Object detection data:
=-=-=
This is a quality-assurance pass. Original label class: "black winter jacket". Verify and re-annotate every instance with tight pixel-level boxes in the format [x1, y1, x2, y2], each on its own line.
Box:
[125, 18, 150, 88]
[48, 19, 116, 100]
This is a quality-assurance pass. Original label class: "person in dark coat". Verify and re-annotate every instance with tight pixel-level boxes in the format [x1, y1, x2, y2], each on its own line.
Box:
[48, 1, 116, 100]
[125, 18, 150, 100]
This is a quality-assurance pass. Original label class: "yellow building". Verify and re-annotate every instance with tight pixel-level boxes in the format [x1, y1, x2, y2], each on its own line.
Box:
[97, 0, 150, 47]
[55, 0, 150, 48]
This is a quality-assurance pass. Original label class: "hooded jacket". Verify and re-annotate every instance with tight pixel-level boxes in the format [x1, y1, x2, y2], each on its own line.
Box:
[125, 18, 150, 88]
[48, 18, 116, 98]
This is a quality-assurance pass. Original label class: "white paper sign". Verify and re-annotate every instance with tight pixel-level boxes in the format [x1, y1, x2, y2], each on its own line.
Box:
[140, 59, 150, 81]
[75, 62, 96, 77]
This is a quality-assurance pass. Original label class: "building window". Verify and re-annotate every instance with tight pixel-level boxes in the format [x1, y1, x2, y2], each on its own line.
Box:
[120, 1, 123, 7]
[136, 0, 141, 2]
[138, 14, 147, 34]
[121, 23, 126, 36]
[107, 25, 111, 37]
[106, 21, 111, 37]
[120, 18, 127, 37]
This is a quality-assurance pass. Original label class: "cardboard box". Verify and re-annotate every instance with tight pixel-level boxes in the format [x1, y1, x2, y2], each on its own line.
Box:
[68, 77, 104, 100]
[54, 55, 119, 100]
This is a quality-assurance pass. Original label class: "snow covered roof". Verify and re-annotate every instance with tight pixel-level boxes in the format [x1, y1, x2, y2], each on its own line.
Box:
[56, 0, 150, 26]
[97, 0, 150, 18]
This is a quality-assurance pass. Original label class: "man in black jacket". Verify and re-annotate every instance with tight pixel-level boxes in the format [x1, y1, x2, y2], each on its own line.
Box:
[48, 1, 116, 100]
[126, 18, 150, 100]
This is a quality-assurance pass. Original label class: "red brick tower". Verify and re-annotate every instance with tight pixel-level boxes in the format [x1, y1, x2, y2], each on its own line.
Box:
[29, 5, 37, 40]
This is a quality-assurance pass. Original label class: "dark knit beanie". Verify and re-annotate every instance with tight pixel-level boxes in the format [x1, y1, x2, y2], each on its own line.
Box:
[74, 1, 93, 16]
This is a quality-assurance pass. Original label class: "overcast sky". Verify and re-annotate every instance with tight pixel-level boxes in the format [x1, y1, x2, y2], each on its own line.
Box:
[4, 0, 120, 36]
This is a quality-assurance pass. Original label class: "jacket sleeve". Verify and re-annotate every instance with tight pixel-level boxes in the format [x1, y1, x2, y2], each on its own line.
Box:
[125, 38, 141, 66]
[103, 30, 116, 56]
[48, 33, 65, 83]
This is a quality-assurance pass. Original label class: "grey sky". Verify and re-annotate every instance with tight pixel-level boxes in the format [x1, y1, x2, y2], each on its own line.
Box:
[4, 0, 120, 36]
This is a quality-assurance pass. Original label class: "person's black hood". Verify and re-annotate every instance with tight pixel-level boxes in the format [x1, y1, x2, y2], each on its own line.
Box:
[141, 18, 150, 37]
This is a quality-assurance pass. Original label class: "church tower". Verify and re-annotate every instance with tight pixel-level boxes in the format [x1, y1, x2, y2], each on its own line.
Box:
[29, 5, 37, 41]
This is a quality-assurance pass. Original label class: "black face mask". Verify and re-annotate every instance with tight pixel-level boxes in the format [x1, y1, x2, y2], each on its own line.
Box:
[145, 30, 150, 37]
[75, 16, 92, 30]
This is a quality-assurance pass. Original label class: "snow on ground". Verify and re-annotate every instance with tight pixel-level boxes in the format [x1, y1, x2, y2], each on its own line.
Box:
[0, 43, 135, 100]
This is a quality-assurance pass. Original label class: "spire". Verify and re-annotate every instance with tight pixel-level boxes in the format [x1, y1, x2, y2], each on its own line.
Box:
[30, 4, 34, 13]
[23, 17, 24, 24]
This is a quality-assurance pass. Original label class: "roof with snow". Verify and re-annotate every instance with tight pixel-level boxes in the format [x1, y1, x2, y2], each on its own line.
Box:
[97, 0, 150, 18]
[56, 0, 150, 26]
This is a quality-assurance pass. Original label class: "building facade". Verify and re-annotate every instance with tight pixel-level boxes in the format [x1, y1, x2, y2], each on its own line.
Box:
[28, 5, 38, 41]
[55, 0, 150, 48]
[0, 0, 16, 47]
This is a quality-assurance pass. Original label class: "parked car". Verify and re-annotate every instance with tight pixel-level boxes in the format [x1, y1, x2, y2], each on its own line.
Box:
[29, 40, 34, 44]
=-=-=
Return every line of the listing above that contains the word "hooded", treating case as significant.

Written response:
This is a quality-assurance pass. Original label class: "hooded jacket". Verify and re-annotate every instance with tight pixel-level boxes in the format [x1, y1, x2, y2], each on its own line.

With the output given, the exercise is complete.